— start THE INPUT —

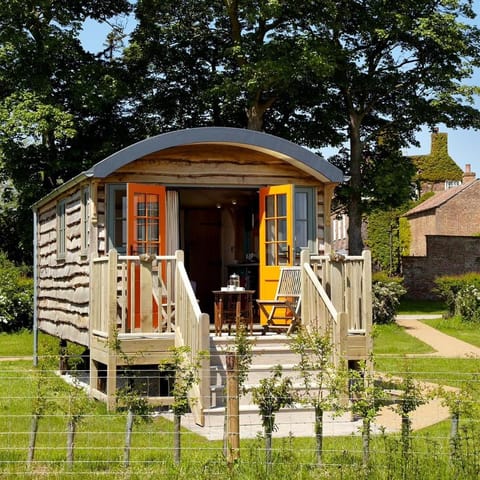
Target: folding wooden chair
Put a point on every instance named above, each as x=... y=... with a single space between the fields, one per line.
x=283 y=312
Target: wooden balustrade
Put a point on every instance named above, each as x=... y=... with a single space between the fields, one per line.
x=153 y=297
x=337 y=299
x=192 y=330
x=140 y=286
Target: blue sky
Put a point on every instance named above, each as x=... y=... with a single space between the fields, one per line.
x=462 y=144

— end THE INPUT —

(STATED GOAL): Can you recast the data above as a numbered list, from the line containing "Target: wooden balustrade" through the final line inclusive, leaving out any blank lines?

(TASK RESPONSE):
1. Target: wooden balustrade
2. Put a point on every instance named above, each as x=... y=... with a single space between the fields, one per line.
3. x=153 y=297
4. x=337 y=299
5. x=192 y=330
6. x=140 y=286
7. Target: blue sky
8. Put a point on every instance named above, each as x=... y=... with a single space between the fields, one per line.
9. x=462 y=144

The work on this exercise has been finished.